=== Description of the task ===
Pick out every line in the rows below that contains the string "fish", and copy each one. Case counts.

=== Information supplied ===
--

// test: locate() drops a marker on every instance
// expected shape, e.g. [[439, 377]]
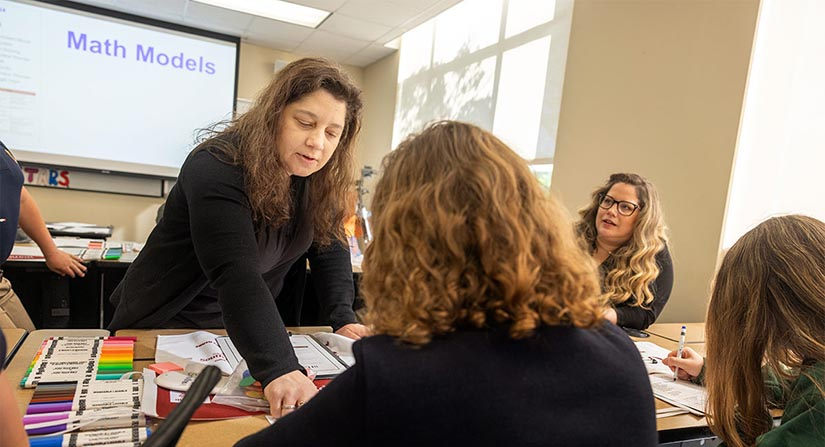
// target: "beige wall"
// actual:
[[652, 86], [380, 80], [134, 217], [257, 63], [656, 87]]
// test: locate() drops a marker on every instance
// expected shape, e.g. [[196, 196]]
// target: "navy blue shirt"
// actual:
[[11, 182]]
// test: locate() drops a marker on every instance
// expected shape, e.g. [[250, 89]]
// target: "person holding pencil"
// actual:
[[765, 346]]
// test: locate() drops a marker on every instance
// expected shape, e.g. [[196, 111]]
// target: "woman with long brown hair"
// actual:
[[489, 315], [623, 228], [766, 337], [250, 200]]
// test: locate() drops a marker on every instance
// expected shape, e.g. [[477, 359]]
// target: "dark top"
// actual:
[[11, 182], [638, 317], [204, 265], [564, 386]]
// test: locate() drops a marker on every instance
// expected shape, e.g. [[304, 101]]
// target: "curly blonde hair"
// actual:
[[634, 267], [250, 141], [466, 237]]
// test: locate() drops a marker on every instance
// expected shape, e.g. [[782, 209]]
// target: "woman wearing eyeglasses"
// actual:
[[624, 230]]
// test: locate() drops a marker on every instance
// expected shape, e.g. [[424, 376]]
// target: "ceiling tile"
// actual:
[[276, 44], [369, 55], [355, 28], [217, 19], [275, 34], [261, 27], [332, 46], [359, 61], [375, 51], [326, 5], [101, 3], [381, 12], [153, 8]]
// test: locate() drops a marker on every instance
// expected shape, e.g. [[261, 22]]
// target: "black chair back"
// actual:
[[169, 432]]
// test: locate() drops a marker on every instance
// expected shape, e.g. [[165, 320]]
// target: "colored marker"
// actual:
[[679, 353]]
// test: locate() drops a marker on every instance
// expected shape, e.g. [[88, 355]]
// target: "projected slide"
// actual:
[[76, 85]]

--

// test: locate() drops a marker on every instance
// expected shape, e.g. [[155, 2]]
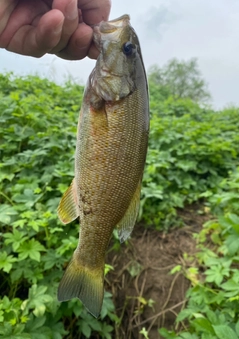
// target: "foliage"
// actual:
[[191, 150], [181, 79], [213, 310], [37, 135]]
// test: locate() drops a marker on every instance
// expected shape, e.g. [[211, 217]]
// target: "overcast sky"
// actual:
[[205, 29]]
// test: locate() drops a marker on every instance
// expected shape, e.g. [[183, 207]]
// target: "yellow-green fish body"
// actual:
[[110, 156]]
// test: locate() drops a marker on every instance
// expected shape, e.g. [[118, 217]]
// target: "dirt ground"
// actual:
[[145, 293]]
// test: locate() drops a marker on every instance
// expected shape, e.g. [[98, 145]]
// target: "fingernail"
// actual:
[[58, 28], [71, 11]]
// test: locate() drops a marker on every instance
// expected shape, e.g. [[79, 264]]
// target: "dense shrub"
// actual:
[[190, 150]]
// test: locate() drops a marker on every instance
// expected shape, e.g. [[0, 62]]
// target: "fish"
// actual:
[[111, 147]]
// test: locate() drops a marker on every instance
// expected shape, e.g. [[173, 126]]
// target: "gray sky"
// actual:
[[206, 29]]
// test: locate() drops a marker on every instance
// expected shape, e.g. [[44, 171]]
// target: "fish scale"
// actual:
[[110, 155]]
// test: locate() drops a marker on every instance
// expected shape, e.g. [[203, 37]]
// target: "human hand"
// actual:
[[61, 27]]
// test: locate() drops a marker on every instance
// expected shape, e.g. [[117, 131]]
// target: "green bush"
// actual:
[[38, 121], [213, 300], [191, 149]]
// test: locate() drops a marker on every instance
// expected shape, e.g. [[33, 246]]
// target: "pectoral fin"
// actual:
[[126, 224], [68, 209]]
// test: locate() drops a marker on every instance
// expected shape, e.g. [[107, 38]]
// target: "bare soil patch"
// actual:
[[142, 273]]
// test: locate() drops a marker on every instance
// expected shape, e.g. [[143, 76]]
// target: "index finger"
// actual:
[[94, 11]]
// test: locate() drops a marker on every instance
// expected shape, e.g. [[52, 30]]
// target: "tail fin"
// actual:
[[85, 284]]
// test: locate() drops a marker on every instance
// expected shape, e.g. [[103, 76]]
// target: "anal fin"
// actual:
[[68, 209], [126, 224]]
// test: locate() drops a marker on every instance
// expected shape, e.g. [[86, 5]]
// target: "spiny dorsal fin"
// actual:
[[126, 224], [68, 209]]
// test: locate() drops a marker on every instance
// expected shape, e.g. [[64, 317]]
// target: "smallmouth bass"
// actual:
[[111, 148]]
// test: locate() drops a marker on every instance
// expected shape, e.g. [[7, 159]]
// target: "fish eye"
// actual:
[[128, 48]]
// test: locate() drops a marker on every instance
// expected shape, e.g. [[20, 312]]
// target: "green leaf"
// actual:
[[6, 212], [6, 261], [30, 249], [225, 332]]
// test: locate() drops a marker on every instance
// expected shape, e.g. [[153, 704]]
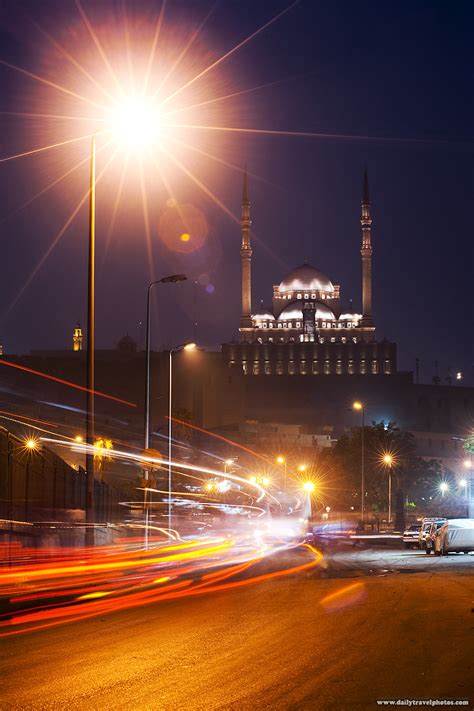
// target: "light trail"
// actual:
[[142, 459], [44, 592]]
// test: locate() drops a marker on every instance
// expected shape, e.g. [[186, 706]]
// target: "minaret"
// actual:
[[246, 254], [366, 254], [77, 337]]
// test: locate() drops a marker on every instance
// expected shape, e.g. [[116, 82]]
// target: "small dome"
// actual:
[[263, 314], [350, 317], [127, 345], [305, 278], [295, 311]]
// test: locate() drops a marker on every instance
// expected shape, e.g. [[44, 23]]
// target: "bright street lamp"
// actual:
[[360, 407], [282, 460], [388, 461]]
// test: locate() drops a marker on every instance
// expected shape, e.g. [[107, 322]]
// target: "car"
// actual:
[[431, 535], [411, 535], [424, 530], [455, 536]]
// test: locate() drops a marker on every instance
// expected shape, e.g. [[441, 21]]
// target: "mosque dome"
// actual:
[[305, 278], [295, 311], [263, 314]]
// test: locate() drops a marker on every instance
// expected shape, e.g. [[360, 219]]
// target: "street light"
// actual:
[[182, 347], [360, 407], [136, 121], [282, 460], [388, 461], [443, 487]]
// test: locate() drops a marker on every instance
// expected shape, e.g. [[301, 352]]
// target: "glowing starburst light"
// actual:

--

=== Result of the task ===
// target: "yellow-green fish body"
// target: "fish"
// target: "fish scale"
// target: "fish eye"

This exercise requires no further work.